→ **Excerpt**:
□ □ □ □ □ □ □
21.57
This
defeat so unnerved people in Rome that they believed the enemy was already
advancing to attack the City, and that there was no help to be looked for, no
hope of repelling him from their walls and gates. After one consul had been
beaten at the Ticinus the other was recalled from Sicily, and now both
consuls and both consular armies had been worsted. What fresh generals,
men asked, what fresh legions could be brought to the rescue? Amidst this
universal panic Sempronius arrived. He had slipped through the enemy's
cavalry at immense risk while they were dispersed in quest of plunder, and
owed his escape rather to sheer audacity than to cleverness, for he had little
hope of eluding them or of successful resistance if he failed to do so. After
conducting the elections, which was the pressing need for the moment, he
returned to winter quarters. The consuls elected were Cneius Servilius and
C. Flaminius. Even in their winter quarters the Romans were not allowed
much quiet; the Numidian horse were roaming in all directions, or where the
ground was too rough for them, the Celtiberians and Lusitanians. They were,
therefore, cut off from supplies on every side, except what were brought in
ships on the Po. Near Placentia there was a place called Emporium, which
had been carefully fortified and occupied by a strong garrison. In the hope of
capturing the place, Hannibal approached with cavalry and light-armed
troops, and as he trusted mainly to secrecy for success, he marched thither
by night. But he did not escape the observation of the sentinels, and such a
shouting suddenly arose that it was actually heard at Placentia. By daybreak
the consul was on the spot with his cavalry, having given orders for the
legions of infantry to follow in battle formation. A cavalry action followed in
which Hannibal was wounded, and his retirement from the field discomfited
the enemy; the position was admirably defended.
□ □ □ □ □ □ □
→ **Written request 1**:
In the records, edit the stretch from the line that contains "Instructions: you are" through the end of the records so that "shrub" becomes "bush", with nothing else changed.
→ **Written request 2**:
Pick up the account of the Roman alarm and Hannibal's winter attack near Placentia and continue it from its last sentence.

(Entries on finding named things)
□ □ □ □ □ □ □
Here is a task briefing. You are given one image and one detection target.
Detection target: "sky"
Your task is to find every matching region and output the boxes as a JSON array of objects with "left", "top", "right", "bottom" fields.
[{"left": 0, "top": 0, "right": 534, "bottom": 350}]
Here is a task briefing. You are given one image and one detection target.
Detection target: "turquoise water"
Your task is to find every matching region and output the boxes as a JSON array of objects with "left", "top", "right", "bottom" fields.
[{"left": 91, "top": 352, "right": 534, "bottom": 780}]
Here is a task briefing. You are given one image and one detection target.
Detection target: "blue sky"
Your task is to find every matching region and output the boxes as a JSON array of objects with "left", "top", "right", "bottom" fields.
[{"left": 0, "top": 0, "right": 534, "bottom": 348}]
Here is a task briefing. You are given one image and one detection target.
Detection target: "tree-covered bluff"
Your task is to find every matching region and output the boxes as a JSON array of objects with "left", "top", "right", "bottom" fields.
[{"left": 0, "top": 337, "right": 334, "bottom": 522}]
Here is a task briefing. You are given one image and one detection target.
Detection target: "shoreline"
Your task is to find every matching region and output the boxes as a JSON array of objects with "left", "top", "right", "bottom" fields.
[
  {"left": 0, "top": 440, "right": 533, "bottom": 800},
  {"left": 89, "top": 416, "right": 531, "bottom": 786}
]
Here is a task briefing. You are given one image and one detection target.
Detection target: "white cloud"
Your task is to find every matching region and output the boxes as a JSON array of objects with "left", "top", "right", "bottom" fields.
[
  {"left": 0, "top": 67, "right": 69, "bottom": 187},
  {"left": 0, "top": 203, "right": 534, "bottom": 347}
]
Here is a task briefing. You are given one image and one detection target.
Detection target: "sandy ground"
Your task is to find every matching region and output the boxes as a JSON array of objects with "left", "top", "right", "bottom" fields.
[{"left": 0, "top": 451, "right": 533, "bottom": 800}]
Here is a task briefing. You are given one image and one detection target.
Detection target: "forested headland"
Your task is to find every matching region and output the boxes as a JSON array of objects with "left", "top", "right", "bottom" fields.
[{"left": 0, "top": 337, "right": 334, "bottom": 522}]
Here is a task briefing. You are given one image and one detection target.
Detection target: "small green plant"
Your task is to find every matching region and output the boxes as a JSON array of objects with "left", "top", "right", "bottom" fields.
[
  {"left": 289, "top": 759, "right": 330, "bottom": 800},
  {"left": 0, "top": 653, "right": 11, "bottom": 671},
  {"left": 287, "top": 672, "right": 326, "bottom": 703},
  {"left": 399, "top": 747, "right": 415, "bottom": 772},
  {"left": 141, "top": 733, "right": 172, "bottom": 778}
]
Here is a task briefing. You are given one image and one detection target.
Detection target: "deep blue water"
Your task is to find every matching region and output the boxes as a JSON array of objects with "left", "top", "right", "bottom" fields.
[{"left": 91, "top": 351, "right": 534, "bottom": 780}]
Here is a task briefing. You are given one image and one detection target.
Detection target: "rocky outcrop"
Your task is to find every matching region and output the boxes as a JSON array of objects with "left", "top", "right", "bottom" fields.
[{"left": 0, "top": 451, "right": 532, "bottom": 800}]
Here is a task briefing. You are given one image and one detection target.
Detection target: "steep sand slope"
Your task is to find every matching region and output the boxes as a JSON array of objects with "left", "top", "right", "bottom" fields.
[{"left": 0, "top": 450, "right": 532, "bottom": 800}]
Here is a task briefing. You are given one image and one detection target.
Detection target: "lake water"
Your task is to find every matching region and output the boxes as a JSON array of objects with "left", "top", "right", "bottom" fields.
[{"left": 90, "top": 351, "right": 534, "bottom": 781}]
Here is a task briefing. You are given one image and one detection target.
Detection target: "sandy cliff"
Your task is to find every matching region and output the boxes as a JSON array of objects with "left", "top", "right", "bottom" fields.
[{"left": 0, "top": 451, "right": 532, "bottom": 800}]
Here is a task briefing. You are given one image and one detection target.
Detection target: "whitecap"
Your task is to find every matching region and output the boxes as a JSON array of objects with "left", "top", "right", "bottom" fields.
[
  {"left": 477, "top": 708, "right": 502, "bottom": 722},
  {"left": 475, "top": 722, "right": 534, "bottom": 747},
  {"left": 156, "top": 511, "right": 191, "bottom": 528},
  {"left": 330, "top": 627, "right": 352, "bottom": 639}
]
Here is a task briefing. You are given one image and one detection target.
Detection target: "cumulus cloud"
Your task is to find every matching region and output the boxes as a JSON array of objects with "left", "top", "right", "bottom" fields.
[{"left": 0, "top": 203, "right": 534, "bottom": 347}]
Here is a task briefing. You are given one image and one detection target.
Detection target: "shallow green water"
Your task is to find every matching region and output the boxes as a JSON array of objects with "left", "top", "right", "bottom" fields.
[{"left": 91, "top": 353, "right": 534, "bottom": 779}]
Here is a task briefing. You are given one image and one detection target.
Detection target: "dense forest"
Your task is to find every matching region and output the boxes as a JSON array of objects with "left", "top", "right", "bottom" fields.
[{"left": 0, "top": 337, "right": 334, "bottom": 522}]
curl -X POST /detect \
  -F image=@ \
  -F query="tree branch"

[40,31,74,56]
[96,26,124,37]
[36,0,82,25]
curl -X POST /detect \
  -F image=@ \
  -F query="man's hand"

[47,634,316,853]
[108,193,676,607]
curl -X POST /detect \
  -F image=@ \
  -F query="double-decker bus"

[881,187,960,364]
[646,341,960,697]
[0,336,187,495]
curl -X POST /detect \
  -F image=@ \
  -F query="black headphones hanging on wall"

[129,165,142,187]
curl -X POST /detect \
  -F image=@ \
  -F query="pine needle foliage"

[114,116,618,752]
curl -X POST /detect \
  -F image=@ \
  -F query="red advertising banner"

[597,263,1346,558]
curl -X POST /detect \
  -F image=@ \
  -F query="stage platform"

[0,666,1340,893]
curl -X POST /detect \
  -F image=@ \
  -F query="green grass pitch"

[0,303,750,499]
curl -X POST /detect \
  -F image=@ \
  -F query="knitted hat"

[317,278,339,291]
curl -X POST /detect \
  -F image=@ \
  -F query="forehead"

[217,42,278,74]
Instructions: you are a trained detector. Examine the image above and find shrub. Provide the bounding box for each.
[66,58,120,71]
□ □ □ □ □ □ □
→ **Answer 1**:
Instructions: you are a trained detector. Examine the image above and find bush. Provide the bounding box for each.
[66,58,120,71]

→ **Answer 2**:
After taking only a few days' rest, before his wound was thoroughly
healed Hannibal proceeded to attack Victumviae. During the Gaulish war
this place had served as an emporium for the Romans; subsequently, as it
was a fortified place, a mixed population from the surrounding country had
settled there in considerable numbers, and now the terror created by the
constant depredations had driven most of the people from the fields into the
town. This motley population, excited by the news of the energetic defence
of Placentia, flew to arms and went out to meet Hannibal. More like a crowd
than an army they met him on his march, and as on the one side there was
nothing but an undisciplined mob, and on the other a general and soldiers
who had perfect confidence in each other, a small body routed as many as
35,000 men. The next day they surrendered and admitted a Carthaginian
garrison within their walls. They had just completed the surrender of their
arms in obedience to orders, when instructions were suddenly given to the
victors to treat the city as though it had been carried by storm, and no deed
of blood, which on such occasions historians are wont to mention, was left
undone, so awful was the example set of every form of licentiousness and
cruelty and brutal tyranny towards the wretched inhabitants. Such were the
winter operations of Hannibal.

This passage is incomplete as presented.